I worry, however, that enthusiasm for A.I. is preventing us from reckoning with its looming effects on society. Despite its name, there is nothing “artificial” about this technology — it is made by humans, intended to behave like humans and affects humans. So if we want it to play a positive role in tomorrow’s world, it must be guided by human concerns.

I call this approach “human-centered A.I.” It consists of three goals that can help responsibly guide the development of intelligent machines.

First, A.I. needs to reflect more of the depth that characterizes our own intelligence. Consider the richness of human visual perception. It’s complex and deeply contextual, and naturally balances our awareness of the obvious with a sensitivity to nuance. By comparison, machine perception remains strikingly narrow.

Sometimes this difference is trivial. For instance, in my lab, an image-captioning algorithm once fairly summarized a photo as “a man riding a horse” but failed to note the fact that both were bronze sculptures. Other times, the difference is more profound, as when the same algorithm described an image of zebras grazing on a savanna beneath a rainbow. While the summary was technically correct, it was entirely devoid of aesthetic awareness, failing to detect any of the vibrancy or depth a human would naturally appreciate.
============================================================
**Brief 1**
In the passage on human-centered A.I., what did the image-captioning algorithm fail to notice about the photo of a man riding a horse?
The listing is separate from the passage on human-centered A.I. and has no connection to it.
============================================================
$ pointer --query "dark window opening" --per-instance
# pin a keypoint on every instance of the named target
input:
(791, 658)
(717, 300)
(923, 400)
============================================================
**Brief 2**
Update the listing so that "dark window opening" becomes "lit window opening", leaving every other part unchanged.

**Task output 1**
It failed to note that both the man and the horse were bronze sculptures.

**Task output 2**
$ pointer --query "lit window opening" --per-instance
# pin a keypoint on every instance of the named target
input:
(791, 658)
(717, 300)
(923, 400)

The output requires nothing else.